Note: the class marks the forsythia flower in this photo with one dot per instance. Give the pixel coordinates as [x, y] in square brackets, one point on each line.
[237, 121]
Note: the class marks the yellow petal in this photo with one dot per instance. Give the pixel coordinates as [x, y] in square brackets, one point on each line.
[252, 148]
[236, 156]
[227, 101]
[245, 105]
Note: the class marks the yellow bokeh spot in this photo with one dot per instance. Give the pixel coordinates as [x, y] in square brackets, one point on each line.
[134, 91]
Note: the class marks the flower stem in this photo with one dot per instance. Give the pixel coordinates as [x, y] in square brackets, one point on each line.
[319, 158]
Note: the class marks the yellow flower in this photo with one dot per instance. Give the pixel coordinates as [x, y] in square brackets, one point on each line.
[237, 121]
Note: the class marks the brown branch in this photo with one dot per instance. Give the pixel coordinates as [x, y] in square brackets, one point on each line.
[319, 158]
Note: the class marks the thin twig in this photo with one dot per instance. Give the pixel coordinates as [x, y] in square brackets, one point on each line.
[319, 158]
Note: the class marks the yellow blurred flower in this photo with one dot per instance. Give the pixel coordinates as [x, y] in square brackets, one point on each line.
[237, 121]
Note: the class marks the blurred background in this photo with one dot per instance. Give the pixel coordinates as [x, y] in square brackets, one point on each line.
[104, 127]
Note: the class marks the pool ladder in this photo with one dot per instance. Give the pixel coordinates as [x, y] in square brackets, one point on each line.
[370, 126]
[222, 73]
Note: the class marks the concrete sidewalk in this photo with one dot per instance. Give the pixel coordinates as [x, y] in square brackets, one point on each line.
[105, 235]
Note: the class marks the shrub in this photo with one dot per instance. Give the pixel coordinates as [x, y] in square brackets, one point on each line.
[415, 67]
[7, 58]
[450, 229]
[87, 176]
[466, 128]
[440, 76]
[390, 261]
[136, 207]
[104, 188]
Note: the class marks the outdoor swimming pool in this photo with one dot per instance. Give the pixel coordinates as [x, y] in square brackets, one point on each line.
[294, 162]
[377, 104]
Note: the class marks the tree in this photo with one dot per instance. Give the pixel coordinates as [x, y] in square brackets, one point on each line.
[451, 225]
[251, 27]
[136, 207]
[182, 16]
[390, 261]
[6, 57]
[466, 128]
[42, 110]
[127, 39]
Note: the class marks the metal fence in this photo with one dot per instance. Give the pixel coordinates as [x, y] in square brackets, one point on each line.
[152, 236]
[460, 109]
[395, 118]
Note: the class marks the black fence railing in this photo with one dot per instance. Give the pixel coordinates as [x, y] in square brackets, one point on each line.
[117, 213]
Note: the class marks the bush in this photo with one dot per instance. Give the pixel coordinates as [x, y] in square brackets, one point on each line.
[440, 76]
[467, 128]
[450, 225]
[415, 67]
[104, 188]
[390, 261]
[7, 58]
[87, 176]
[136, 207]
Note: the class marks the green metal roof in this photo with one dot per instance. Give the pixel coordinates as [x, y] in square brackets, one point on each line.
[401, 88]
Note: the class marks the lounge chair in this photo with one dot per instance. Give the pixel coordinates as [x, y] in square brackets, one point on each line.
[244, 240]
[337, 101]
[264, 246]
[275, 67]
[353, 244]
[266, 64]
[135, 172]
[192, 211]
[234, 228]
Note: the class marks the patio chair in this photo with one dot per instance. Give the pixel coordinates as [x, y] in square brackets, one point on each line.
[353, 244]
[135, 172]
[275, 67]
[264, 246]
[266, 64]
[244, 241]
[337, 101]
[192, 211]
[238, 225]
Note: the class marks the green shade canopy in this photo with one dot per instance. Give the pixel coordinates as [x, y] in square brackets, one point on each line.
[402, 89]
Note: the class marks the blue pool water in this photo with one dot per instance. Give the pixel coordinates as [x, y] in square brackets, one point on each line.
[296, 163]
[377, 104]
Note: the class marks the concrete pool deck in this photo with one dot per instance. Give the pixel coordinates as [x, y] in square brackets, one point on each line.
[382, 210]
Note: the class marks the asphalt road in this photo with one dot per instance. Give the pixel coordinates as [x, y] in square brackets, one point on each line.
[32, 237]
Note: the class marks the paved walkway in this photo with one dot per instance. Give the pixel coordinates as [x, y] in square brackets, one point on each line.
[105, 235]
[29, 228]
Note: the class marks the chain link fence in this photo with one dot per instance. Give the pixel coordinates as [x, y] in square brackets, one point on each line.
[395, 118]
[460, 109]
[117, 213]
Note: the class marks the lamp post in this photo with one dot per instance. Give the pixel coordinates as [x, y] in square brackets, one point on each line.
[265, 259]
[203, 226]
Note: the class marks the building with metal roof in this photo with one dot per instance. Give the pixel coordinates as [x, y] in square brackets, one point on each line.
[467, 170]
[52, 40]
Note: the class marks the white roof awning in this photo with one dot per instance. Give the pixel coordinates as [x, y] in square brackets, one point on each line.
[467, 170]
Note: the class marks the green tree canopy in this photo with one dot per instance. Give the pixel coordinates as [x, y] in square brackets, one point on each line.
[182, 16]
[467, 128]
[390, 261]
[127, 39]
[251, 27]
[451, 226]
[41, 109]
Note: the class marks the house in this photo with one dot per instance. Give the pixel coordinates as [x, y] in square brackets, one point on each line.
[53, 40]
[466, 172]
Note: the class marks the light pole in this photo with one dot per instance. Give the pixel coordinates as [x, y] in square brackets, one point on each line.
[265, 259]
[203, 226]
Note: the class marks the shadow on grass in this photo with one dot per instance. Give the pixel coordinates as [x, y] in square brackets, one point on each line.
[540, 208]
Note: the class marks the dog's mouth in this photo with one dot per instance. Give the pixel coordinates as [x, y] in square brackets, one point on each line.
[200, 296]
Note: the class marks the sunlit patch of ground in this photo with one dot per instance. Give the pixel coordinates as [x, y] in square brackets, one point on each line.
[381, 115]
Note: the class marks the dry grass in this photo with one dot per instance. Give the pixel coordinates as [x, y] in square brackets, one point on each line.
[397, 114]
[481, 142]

+ + + + +

__Do this__: Set down every line of the listing above again, exactly as given.

__Output for this task__:
Note: the class marks the forsythia flower in this photo with one dot per instance. Give the pixel coordinates as [x, y] in square brackets, one point on each line.
[237, 121]
Note: the class marks the yellow petal in this photo with one dot per instance. Give the pixel coordinates as [x, y] in square brackets, one point on each line.
[252, 148]
[236, 156]
[227, 101]
[245, 105]
Note: the class marks the yellow bokeh spot in this photo with one dot per instance. Give the pixel coordinates as [x, y] in square brackets, one point on each line.
[134, 91]
Note: the class marks the flower stem in this photo with one dot per instance. Give the pixel coordinates as [x, y] in square brackets, one point on each line.
[319, 158]
Note: the class marks the yellow flower in this photo with one dot per instance. Give the pixel coordinates as [x, y] in square brackets, one point on each line.
[237, 121]
Note: the class marks the brown branch in this photo with one dot per instance. Give the pixel coordinates as [x, y] in square brackets, one point on each line.
[319, 158]
Note: the class marks the thin twig in this photo with one dot per instance. Give the pixel coordinates as [x, y] in square brackets, one point on each line.
[319, 158]
Note: the class marks the yellow blurred flower in this photo with one dot per instance. Give the pixel coordinates as [x, y] in square brackets, one point on each line.
[237, 121]
Note: the class marks the blurred background in this photo with one dot per instance. Give the pixel coordinates as [x, y] in square brackets, one point on each line.
[104, 127]
Note: the class marks the pool ladder in this photo with one dot per instance. Give the pixel coordinates as [x, y] in square brackets, one point on each line.
[370, 126]
[222, 73]
Note: the class marks the concrete sidewalk in this photo with one dot per instance. Give the pixel coordinates as [x, y] in square brackets, one point on each line.
[105, 235]
Note: the class marks the shrub in this photo with one dot per instance. Give the pixel coordinates as [x, y] in square brackets, one point on each line.
[415, 67]
[7, 58]
[450, 229]
[87, 176]
[466, 128]
[440, 76]
[390, 261]
[136, 207]
[104, 188]
Note: the class marks the outdoor swimming pool in this photo with one dot per instance. Give the pixel coordinates as [x, y] in square brackets, one point on each line.
[294, 162]
[377, 104]
Note: the class marks the tree in this photo with one dot per instance. Give the pixel coordinates as [x, y] in square brackets, one point on each line.
[451, 225]
[251, 27]
[136, 207]
[182, 16]
[390, 261]
[6, 57]
[466, 128]
[42, 110]
[127, 39]
Note: the class marks the metal fence in this photo with one dot per instance. Give the pixel coordinates as [x, y] in square brackets, one point on each line.
[152, 236]
[460, 109]
[395, 118]
Note: the class marks the black fence railing in this photo with one dot per instance. Give the pixel coordinates as [x, y] in square brackets, one point on each line.
[117, 213]
Note: the class marks the bush in this photo with one dot per instance. Give the pixel coordinates as [x, y] in square brackets, one point on each line.
[440, 76]
[467, 128]
[450, 225]
[415, 67]
[104, 188]
[390, 261]
[7, 58]
[87, 176]
[136, 207]
Note: the class marks the green metal roof in this photo with one dot per instance. Give the pixel coordinates as [x, y] in square brackets, one point on each line.
[401, 88]
Note: the class marks the lounge chair in this photo with one dot per instance. Give the pixel coordinates as [x, y] in square brackets, one point on each line.
[244, 240]
[337, 101]
[264, 246]
[275, 67]
[353, 244]
[266, 64]
[135, 172]
[192, 211]
[234, 228]
Note: the class marks the patio chair in this photo with one dot per instance. Give the pixel coordinates as [x, y] in square brackets, one point on each line.
[353, 244]
[135, 172]
[275, 67]
[264, 246]
[266, 64]
[244, 241]
[337, 101]
[192, 211]
[238, 225]
Note: the class marks the green shade canopy in this photo with one dot per instance. Give the pixel coordinates as [x, y] in square brackets, one point on each line.
[402, 89]
Note: the class marks the blue pool water in this photo with one dot per instance. Give the pixel coordinates as [x, y] in square brackets, one point on each line.
[296, 163]
[377, 104]
Note: the class marks the concrete pool deck in this photo with one dot per instance. Give the pixel coordinates as [x, y] in square brackets, one point on each line.
[382, 210]
Note: the class marks the asphalt road in this photo with one dot per instance. Give the pixel coordinates as [x, y] in square brackets, one point on each line.
[32, 237]
Note: the class marks the paved walkway in this photo with one dot per instance. Give the pixel coordinates as [x, y] in square brackets, one point on each line.
[105, 235]
[29, 228]
Note: the class marks the chain link fence in this photo with one dot per instance. Give the pixel coordinates as [x, y] in square brackets, one point on each line.
[395, 118]
[460, 109]
[117, 213]
Note: the class marks the lamp post in this photo with one dot per instance. Give the pixel coordinates as [x, y] in square brackets, one point on each line.
[265, 259]
[203, 226]
Note: the class marks the building with metal roof in this photo with one dot per instance. Give the pixel coordinates as [x, y] in square brackets, one point on each line.
[467, 170]
[52, 40]
Note: the class marks the white roof awning in this photo with one dot per instance. Give the pixel coordinates as [x, y] in square brackets, one point on each line.
[467, 170]
Note: the class marks the green tree canopy in this photo with one dot per instance. Give the pixel coordinates as [x, y] in square brackets, one point on each line.
[182, 16]
[467, 128]
[390, 261]
[127, 39]
[251, 27]
[451, 226]
[41, 109]
Note: the class marks the house in this photo with one dot per instance. Give the pixel coordinates as [x, y] in square brackets, one point on each line.
[53, 40]
[466, 172]
Note: the class marks the light pole in this photo with one dot per instance. Give the pixel coordinates as [x, y] in square brackets, one point on each line.
[265, 259]
[203, 226]
Note: the class marks the shadow on grass in this photo with one dot per instance. Give the pixel coordinates as [x, y] in square brackets, one point on each line.
[540, 208]
Note: the class marks the dog's mouth in this photo with one dot per instance. Give the pixel coordinates as [x, y] in square brackets, one point on each line.
[200, 296]
Note: the class marks the sunlit patch of ground in this photo with one dot per instance. Give the pixel coordinates as [x, y] in square brackets, one point on each line.
[381, 115]
Note: the class marks the dry grass in this photo with one dot per instance. Give the pixel coordinates as [x, y] in square brackets, one point on each line.
[397, 114]
[481, 142]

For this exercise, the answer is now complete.